(Предоставленный отрывок)
* * * * * * *
За толпою любопытных, час спустя, пришел из импана какой то почтенный человек в поношенной курме гранатового цвета из шерстяной материи; спина согбенная, лицо испитое, — от усидчивого труда или опиума. Вероятно это был или учитель школы, если есть таковая, или же офицер гарнизона, но не высоких рангов. Шарика на шапке не было; но его провожали от нас человек 12 молодых китайцев, только не солдат. Он пробыл у нас с 1/4 часа. Разговора, разумеется, не могло быть, так как в толпе никто не знал по-китайски и по-киргизски, одновременно: китайцы не говорили ни по-киргизски, ни по-сартски, а сарты — плохо по-китайски и по-киргизски еще хуже.

При закате солнца в Чинчаходзе раздался выстрел из пушки, — что здесь было хорошо слышно. Вслед за этим в импане Лаусагуне зазвонили в колокола, затрубили в трубы, а минут через пять выстрелили и здесь из орудия. После этого выстрела раздались три ружейных залпа вдали, у гор, в разных местах. Церемония стрельбы, звона в колокола и музыки длилась более получаса.
* * * * * * *
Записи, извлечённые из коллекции
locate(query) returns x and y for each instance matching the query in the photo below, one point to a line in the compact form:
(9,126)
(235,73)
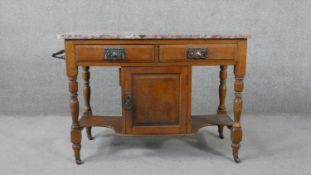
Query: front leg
(75,127)
(222,97)
(87,96)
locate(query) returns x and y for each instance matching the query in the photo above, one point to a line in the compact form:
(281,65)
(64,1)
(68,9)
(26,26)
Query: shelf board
(200,121)
(115,122)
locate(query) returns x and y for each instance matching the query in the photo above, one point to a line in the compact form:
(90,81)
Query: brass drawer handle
(128,101)
(197,53)
(113,54)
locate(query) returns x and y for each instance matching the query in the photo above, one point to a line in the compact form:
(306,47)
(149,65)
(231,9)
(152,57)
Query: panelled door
(155,100)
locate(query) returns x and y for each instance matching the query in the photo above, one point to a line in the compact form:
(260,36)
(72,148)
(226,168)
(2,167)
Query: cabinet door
(155,99)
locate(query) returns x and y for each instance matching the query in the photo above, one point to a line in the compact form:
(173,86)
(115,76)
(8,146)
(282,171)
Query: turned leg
(222,97)
(86,95)
(75,127)
(236,131)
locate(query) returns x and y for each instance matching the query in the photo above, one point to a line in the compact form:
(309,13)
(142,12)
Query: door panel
(158,98)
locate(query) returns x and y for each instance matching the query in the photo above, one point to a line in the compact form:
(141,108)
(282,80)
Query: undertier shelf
(115,122)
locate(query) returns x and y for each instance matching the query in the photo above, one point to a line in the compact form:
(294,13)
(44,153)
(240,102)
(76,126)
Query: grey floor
(278,144)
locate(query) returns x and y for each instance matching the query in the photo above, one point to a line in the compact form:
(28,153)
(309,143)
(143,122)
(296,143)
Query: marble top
(152,36)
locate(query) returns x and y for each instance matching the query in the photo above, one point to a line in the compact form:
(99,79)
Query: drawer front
(115,53)
(169,53)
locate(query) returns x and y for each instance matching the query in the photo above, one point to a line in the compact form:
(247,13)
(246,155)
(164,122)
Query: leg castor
(78,161)
(236,159)
(220,131)
(89,133)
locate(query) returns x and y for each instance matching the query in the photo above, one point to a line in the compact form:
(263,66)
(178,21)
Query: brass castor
(78,161)
(236,159)
(89,133)
(221,136)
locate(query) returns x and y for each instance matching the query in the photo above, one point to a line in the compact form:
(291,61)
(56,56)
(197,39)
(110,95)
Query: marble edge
(152,36)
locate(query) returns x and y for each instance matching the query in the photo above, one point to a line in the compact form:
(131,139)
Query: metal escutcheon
(197,53)
(128,101)
(113,54)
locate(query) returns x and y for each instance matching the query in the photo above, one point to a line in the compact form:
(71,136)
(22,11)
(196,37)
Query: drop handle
(128,101)
(59,54)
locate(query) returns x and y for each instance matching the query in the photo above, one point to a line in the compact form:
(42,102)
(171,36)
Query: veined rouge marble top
(152,36)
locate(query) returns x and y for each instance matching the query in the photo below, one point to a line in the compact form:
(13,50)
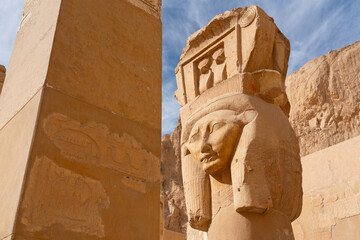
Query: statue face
(213,140)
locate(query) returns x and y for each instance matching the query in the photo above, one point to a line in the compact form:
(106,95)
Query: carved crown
(241,50)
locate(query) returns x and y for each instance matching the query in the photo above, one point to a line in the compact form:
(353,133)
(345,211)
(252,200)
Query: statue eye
(194,137)
(217,126)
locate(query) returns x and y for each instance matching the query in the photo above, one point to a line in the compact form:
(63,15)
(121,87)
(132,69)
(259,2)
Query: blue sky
(313,28)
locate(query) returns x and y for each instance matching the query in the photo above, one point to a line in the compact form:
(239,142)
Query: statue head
(252,141)
(231,87)
(213,138)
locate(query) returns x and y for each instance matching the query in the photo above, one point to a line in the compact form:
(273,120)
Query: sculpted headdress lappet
(238,149)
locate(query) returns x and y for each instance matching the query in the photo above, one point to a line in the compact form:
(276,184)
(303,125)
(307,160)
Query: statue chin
(215,166)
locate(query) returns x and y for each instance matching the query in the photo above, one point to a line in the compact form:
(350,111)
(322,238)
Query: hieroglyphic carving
(93,144)
(212,70)
(55,195)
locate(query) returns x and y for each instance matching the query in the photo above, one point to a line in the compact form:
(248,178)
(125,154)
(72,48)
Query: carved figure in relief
(219,66)
(93,143)
(240,157)
(206,79)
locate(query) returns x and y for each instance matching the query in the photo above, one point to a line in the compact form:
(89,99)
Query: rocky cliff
(324,96)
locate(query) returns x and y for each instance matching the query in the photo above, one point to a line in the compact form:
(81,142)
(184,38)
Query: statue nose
(205,148)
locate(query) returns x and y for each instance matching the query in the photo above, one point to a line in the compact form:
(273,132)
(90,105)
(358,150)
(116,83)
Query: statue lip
(208,158)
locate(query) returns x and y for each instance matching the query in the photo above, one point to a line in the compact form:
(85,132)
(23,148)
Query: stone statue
(240,157)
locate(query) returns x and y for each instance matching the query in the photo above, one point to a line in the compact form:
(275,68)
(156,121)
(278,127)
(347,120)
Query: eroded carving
(55,195)
(244,40)
(94,144)
(240,157)
(242,143)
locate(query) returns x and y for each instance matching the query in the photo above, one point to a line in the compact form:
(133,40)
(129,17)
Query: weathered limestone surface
(80,117)
(331,184)
(239,155)
(324,95)
(172,190)
(2,76)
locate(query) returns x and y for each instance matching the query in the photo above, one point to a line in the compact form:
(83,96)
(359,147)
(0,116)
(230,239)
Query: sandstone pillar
(240,157)
(80,117)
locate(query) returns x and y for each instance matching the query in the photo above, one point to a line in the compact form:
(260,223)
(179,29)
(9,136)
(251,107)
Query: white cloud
(10,13)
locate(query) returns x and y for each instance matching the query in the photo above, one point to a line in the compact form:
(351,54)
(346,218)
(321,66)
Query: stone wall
(172,192)
(331,185)
(324,96)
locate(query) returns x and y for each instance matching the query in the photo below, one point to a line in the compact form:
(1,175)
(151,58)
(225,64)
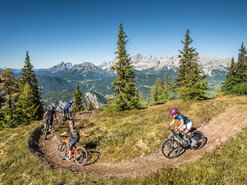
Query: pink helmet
(173,111)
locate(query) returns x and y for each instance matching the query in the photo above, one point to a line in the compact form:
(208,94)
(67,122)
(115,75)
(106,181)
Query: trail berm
(218,131)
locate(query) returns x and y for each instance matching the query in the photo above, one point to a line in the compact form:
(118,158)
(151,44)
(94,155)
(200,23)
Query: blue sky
(79,31)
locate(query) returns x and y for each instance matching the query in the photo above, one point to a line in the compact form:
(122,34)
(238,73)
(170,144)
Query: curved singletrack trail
(218,131)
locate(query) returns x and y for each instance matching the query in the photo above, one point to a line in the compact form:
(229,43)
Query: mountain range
(64,75)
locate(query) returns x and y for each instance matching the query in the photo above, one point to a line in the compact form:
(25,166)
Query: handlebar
(64,136)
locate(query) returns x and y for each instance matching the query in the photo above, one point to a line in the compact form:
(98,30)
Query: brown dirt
(218,131)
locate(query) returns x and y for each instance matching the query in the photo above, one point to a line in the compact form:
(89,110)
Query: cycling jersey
(49,115)
(182,117)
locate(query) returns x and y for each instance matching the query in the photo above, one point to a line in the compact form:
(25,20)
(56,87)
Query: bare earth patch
(218,131)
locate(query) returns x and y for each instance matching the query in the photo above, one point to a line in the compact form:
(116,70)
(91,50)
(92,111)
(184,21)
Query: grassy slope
(125,135)
(121,136)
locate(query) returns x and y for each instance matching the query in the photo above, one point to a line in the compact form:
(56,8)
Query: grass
(124,135)
(129,134)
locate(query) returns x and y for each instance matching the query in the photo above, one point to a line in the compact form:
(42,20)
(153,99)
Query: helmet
(173,111)
(71,122)
(52,107)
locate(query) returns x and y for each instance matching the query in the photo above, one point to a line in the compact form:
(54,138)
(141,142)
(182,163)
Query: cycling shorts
(187,126)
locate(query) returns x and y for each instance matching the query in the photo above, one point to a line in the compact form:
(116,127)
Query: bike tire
(61,151)
(200,139)
(80,156)
(171,148)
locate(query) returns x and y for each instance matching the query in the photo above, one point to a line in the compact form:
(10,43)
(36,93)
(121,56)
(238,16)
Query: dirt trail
(218,131)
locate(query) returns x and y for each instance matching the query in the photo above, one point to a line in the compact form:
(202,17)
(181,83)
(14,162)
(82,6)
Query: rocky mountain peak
(141,62)
(61,67)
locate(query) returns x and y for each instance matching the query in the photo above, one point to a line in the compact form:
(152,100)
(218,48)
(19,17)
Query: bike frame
(180,140)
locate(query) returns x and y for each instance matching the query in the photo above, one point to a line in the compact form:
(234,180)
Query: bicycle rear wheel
(46,130)
(80,156)
(171,148)
(200,139)
(61,151)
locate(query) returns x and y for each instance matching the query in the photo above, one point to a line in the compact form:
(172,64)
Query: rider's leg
(46,122)
(72,143)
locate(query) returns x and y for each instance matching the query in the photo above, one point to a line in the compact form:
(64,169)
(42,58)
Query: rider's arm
(65,132)
(173,121)
(181,124)
(45,113)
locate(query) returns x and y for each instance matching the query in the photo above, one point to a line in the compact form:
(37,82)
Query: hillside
(128,144)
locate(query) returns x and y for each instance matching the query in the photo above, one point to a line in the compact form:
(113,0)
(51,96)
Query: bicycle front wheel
(171,148)
(80,156)
(61,151)
(200,139)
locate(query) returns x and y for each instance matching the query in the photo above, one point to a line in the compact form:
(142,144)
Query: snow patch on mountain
(171,62)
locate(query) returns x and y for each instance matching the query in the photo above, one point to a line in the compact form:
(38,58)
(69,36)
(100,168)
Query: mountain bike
(79,154)
(47,127)
(69,116)
(172,146)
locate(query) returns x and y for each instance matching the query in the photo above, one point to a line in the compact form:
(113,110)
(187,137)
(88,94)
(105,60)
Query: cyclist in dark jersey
(49,117)
(74,137)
* * * * * * *
(Задания для работы)
- A) Какого цвета была курма почтенного человека, пришедшего из импана, согласно предоставленному отрывку?
- B) Переведите на английский язык предложение из предоставленного отрывка: «После этого выстрела раздались три ружейных залпа вдали, у гор, в разных местах».
Эти записи взяты из другого источника.

(Ответы по заданиям)
- A) Гранатового цвета.

- B) After this shot, three rifle volleys rang out in the distance, near the mountains, in different places.